> _Task statement_
Print out the records that follow, exactly and completely.

─── Exercise materials

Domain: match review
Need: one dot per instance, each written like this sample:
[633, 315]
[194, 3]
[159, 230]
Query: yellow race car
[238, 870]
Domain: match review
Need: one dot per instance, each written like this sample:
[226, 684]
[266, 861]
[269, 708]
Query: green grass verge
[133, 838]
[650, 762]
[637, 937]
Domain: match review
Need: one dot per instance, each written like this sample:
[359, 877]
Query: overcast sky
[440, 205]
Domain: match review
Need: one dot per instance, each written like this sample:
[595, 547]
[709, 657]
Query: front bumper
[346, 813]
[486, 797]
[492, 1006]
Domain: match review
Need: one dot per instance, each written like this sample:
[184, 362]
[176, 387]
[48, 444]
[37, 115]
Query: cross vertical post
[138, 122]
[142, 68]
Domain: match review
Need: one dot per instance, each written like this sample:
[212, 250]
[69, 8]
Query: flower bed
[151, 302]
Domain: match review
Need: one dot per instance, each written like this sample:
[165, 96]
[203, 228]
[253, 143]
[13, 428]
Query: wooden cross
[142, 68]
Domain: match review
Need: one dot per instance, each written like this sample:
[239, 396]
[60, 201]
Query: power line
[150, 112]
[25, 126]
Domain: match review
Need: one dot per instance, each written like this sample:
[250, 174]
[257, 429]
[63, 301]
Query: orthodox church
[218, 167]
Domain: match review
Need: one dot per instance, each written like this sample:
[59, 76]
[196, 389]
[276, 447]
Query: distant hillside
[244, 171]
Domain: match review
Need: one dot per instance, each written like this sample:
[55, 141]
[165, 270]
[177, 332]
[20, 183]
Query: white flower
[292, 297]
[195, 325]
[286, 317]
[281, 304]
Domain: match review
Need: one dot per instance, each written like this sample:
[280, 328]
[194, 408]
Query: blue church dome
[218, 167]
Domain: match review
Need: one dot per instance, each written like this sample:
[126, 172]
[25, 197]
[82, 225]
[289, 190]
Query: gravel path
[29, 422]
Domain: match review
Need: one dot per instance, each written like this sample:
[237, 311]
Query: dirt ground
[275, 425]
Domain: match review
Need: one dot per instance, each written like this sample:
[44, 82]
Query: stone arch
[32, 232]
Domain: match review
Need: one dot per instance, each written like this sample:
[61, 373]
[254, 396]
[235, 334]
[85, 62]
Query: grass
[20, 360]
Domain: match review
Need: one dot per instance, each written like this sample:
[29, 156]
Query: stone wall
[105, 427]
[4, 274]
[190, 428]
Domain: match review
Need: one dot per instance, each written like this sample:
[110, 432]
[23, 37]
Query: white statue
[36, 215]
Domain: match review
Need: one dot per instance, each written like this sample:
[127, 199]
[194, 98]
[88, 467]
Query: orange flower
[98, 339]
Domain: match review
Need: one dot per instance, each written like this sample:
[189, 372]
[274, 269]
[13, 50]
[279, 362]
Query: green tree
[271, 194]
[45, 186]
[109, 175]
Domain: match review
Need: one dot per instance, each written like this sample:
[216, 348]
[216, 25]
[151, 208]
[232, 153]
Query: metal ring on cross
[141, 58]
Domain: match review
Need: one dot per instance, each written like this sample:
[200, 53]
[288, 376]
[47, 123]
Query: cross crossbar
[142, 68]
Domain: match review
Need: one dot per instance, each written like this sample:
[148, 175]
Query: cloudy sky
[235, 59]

──────

> _Solution to this problem_
Domain: match review
Need: one dot per instance, each written like this sample:
[633, 315]
[194, 3]
[159, 230]
Query: yellow race car
[238, 870]
Domain: match review
Need: one dot per instance, each written like this sample:
[226, 684]
[266, 861]
[269, 708]
Query: green grass verge
[133, 838]
[650, 762]
[637, 937]
Domain: match review
Need: one dot per instance, each written like this sample:
[359, 877]
Query: overcast sky
[440, 205]
Domain: match review
Need: one dot per instance, each written like this sample:
[595, 547]
[709, 657]
Query: front bumper
[346, 813]
[486, 797]
[492, 1006]
Domain: match review
Need: one dot per instance, each written like this sample:
[184, 362]
[176, 387]
[48, 444]
[37, 115]
Query: cross vertical post
[138, 122]
[142, 68]
Domain: match review
Need: one dot per instance, each written like this sample:
[212, 250]
[69, 8]
Query: flower bed
[151, 302]
Domain: match review
Need: one dot per instance, each written like this sample:
[165, 96]
[203, 228]
[253, 143]
[13, 428]
Query: wooden cross
[142, 68]
Domain: match review
Need: one dot per instance, each written like this sample:
[239, 396]
[60, 201]
Query: power line
[150, 112]
[25, 126]
Domain: match review
Need: one dot per instance, each written like this sample:
[250, 174]
[257, 429]
[63, 301]
Query: orthodox church
[218, 167]
Domain: match review
Need: one dot per instance, each written like this sample:
[59, 76]
[196, 389]
[276, 447]
Query: distant hillside
[244, 171]
Domain: match review
Need: one dot per instance, each written like this sample:
[55, 141]
[165, 270]
[177, 332]
[20, 183]
Query: white flower
[292, 297]
[195, 325]
[286, 317]
[281, 304]
Domain: match review
Need: one dot per instance, each written like this sample:
[280, 328]
[194, 408]
Query: blue church dome
[218, 167]
Domain: match review
Need: one dot per instance, each written like this sample:
[126, 172]
[25, 197]
[82, 225]
[289, 190]
Query: gravel path
[29, 422]
Domain: match review
Need: one dot per instance, each written like this sample:
[237, 311]
Query: dirt ground
[275, 425]
Domain: match review
Need: one dot per instance, each written like this sample:
[44, 82]
Query: stone arch
[32, 232]
Domain: match review
Need: one dot per instance, each written like this sample:
[61, 373]
[254, 396]
[235, 334]
[85, 62]
Query: grass
[20, 360]
Domain: match review
Need: one dot per instance, each written like this sample:
[29, 156]
Query: stone wall
[105, 427]
[4, 274]
[190, 428]
Domain: match review
Need: one dot per instance, each written like this sample:
[110, 432]
[23, 37]
Query: white statue
[36, 215]
Domain: match review
Need: one dot per instance, each written like this sample:
[127, 199]
[194, 98]
[88, 467]
Query: orange flower
[98, 339]
Domain: match review
Need: one dot per instance, each written like this sample:
[189, 372]
[274, 269]
[13, 50]
[279, 362]
Query: green tree
[271, 194]
[45, 186]
[109, 175]
Domain: match review
Need: one dot per instance, each written like this sample:
[216, 348]
[216, 25]
[151, 208]
[232, 153]
Query: metal ring on cross
[141, 58]
Domain: match review
Need: one dot per instance, each written like this sample:
[200, 53]
[288, 376]
[47, 123]
Query: cross crossbar
[142, 68]
Domain: match review
Need: one dot per instance, each written like this sample:
[148, 175]
Query: cloudy sky
[235, 59]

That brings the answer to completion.